Task to complete:
Please write out the following lines exactly, starting at the first one and ending at the line that contains "[[305, 125]]", with that line included.

** START OF Supplied records **

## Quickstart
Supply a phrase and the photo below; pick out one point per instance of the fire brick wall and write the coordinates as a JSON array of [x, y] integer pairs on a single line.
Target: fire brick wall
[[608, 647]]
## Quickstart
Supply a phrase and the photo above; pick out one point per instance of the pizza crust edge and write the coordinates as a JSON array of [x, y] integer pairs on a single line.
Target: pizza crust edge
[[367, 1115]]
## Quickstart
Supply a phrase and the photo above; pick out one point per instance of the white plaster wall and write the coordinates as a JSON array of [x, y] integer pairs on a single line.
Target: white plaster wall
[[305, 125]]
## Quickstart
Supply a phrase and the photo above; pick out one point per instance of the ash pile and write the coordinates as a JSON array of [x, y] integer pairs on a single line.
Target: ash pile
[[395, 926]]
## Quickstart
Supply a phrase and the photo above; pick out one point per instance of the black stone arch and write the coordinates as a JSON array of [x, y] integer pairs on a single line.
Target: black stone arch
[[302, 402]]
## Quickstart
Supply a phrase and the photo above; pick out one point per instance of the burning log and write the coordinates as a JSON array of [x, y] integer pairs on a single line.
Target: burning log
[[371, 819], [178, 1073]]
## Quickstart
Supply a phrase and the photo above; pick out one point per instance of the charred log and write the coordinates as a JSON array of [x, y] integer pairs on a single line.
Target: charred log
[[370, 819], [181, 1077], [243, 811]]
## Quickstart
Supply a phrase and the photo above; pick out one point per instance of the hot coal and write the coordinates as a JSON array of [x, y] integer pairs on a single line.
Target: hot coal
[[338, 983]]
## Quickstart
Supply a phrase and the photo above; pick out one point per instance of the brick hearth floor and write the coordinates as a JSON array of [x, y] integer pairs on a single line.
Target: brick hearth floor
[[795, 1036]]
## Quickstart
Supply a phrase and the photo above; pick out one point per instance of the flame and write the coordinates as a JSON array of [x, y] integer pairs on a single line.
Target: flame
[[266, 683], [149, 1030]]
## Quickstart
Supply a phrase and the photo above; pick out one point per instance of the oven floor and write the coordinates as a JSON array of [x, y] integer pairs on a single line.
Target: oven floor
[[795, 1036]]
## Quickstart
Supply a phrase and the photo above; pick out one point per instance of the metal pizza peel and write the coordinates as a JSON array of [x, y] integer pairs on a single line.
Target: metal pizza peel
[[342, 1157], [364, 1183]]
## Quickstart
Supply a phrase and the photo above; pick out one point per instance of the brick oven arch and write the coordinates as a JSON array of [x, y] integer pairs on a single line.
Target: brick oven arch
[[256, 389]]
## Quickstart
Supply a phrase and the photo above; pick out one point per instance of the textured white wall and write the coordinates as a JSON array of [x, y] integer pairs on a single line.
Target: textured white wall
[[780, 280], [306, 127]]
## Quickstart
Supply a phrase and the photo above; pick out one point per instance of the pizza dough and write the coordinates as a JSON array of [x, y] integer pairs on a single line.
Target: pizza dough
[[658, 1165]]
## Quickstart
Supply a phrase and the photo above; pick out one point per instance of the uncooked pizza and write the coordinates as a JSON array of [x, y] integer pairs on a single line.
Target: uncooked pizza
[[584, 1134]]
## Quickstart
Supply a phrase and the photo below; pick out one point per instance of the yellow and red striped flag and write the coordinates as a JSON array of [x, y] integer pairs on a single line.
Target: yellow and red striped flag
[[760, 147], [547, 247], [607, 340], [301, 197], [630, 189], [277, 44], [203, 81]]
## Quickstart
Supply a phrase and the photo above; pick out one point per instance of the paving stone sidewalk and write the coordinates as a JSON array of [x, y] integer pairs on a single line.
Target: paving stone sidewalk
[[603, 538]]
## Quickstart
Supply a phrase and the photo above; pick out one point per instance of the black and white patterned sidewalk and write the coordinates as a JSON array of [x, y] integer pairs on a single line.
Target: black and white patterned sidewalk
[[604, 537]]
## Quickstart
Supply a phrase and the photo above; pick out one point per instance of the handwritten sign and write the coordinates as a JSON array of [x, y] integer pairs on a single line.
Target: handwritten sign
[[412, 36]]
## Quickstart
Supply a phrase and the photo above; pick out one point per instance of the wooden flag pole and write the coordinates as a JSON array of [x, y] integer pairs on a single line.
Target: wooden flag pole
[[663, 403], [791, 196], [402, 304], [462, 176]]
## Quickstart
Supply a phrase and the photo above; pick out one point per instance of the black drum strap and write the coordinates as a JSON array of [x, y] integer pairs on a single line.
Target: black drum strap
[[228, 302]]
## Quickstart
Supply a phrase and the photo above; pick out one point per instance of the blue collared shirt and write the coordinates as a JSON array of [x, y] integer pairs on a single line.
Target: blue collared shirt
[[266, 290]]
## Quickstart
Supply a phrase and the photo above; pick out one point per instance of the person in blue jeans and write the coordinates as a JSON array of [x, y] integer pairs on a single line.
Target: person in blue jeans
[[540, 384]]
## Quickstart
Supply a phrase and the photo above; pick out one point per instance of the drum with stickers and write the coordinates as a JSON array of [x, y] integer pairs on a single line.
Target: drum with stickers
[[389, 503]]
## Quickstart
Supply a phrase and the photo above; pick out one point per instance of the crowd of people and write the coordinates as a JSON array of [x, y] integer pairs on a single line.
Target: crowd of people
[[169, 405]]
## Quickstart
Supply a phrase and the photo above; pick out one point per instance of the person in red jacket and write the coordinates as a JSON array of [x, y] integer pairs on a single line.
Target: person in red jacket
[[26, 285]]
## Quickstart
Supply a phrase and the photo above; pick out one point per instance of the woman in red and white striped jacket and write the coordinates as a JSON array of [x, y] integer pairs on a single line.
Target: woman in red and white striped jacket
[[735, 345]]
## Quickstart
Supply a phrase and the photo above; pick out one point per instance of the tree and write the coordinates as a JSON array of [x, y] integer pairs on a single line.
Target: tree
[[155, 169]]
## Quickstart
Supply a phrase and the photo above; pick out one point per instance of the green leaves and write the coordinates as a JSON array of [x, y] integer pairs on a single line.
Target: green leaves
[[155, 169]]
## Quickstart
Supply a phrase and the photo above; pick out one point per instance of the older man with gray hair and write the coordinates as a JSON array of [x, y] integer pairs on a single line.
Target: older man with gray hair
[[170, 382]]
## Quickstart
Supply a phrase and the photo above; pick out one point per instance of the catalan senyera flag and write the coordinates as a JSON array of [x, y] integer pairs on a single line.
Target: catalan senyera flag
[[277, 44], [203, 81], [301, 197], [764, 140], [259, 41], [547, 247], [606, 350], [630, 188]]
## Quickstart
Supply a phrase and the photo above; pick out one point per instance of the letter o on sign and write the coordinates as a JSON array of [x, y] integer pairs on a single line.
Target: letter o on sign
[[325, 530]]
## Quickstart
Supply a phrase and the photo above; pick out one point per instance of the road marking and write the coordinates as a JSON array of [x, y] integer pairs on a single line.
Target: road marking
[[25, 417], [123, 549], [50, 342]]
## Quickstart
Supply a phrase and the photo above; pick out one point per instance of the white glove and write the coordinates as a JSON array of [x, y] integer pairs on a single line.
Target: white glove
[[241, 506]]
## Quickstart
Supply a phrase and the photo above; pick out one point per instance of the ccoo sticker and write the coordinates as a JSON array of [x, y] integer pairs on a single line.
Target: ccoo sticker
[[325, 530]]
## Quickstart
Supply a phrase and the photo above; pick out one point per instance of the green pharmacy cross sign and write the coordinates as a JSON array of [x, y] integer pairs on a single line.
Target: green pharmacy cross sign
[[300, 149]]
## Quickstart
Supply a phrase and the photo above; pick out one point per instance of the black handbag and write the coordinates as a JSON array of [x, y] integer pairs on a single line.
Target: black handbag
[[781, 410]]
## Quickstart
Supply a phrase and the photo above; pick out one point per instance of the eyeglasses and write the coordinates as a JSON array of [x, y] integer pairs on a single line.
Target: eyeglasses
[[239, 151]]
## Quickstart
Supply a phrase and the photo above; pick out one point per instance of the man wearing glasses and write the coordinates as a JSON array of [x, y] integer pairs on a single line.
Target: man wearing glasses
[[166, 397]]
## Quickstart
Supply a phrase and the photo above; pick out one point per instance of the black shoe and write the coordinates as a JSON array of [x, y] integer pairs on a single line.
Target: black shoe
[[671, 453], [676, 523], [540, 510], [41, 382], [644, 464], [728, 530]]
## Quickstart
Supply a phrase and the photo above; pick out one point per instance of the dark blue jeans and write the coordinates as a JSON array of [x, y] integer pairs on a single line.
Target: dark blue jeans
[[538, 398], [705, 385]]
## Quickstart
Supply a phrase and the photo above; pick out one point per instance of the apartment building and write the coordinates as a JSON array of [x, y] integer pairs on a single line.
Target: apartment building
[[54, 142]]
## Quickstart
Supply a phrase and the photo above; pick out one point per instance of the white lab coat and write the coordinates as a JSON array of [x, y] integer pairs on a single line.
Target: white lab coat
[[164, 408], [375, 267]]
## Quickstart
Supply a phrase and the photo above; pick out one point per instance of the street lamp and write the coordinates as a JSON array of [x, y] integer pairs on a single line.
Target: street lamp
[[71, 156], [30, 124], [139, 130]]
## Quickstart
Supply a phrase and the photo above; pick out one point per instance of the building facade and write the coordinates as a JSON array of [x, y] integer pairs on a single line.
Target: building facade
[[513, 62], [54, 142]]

** END OF Supplied records **

Full answer:
## Quickstart
Supply a phrase and the photo below; pick out one point per instance of the fire brick wall and write the coordinates as a JSON array of [x, y] integer pairs on a single line.
Target: fire brick wall
[[608, 647]]
## Quickstart
Supply a phrase and the photo above; pick out one point per instance of the pizza crust edge and write the coordinates as a JSON array of [x, y] integer pairs on a single line.
Target: pizza crust edge
[[367, 1115]]
## Quickstart
Supply a phrase and the photo above; pick out one point per instance of the white plaster wall and write the coordinates as a JSON array of [x, y] integer pairs on a single line.
Target: white plaster wall
[[305, 125]]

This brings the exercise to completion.